Developing a Framework for a Statewide Guardianship System in New York
Special Projects Fund
October 4, 2021
WebsiteSEE GRANT OUTCOMES
Most individuals in New York State’s guardianship system are low-income older adults with severe mental, physical, or cognitive disabilities.
When a person has limitations or diminishing capacity, an individual or entity can petition a court to have a guardian appointed. In many cases a family member, friend, or hired private guardian is appointed. However, for individuals with no family or friends able to serve, and no money to pay, it is extremely difficult to find a high-quality guardian. New York State does not offer a public guardian program for low-income people, instead relying on a web of services from Adult Protective Services, community guardian programs, nonprofits, and attorneys. This fragmented system is not working for vulnerable patients. Project Guardianship was launched as a pilot program in New York City to fill this gap in the safety net for limited-capacity New Yorkers. In 2021, NYHealth awarded Project Guardianship a grant to create a framework for an improved and better-coordinated statewide guardianship program.

_____

--- REQUIRED WORK ---
**A)** According to the guardianship text, what was Project Guardianship's 2021 NYHealth grant meant to create?
**B)** Please copy the guardianship text word for word, from "Developing a Framework" to "or cognitive disabilities.".

--- EXTRACTED MATERIAL ---
_____

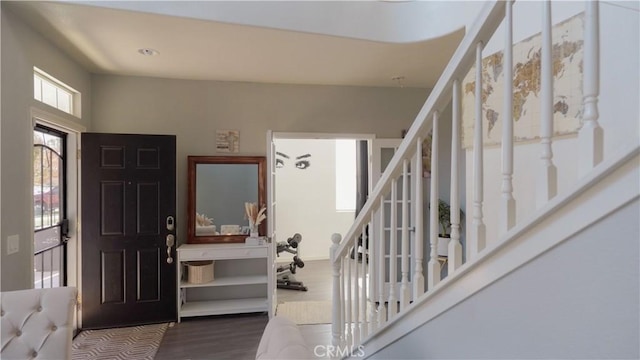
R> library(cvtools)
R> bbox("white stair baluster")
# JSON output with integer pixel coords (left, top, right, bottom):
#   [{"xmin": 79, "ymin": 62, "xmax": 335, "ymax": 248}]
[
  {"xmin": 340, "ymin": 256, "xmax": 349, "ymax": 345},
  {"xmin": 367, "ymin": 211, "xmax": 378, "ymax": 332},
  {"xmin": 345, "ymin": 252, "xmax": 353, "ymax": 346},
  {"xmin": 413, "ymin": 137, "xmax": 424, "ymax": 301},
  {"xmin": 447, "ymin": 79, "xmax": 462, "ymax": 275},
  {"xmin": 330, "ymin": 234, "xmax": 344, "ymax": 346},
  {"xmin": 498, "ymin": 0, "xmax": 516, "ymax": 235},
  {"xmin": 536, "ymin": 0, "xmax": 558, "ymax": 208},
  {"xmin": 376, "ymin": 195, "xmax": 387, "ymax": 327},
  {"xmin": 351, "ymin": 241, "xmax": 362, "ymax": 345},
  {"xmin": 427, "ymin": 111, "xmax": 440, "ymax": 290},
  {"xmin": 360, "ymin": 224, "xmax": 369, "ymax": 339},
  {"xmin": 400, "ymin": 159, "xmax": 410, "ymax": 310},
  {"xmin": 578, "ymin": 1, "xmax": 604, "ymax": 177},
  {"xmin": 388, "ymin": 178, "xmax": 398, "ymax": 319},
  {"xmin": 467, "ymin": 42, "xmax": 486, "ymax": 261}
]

_____

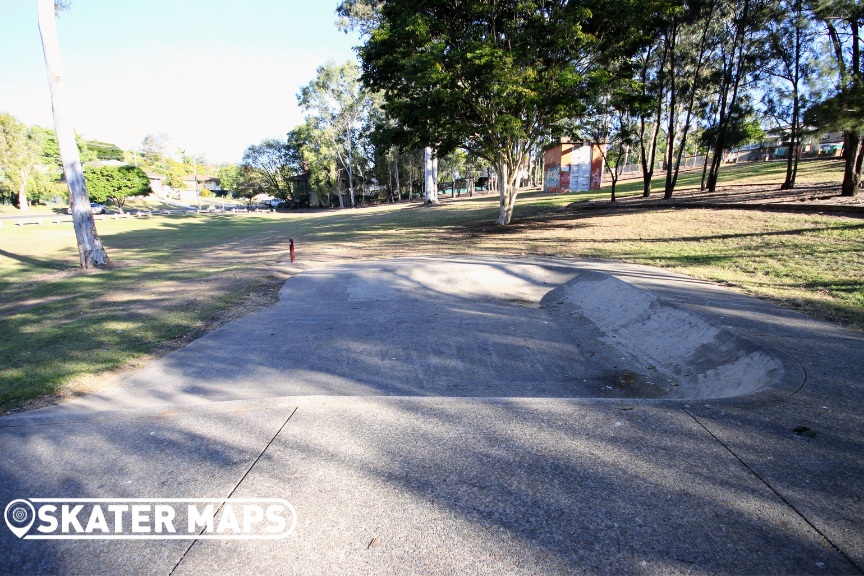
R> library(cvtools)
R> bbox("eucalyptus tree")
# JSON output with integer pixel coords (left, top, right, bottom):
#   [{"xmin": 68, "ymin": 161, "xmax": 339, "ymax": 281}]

_____

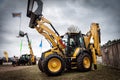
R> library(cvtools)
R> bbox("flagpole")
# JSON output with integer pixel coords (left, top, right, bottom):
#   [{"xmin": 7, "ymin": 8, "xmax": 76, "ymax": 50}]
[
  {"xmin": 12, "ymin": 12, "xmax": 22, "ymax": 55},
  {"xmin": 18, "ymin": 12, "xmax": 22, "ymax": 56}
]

_____

--- RESULTS OF THE TASKS ---
**A)** A framework for an improved and better-coordinated statewide guardianship program.

**B)**
Developing a Framework for a Statewide Guardianship System in New York
Special Projects Fund
October 4, 2021
WebsiteSEE GRANT OUTCOMES
Most individuals in New York State’s guardianship system are low-income older adults with severe mental, physical, or cognitive disabilities.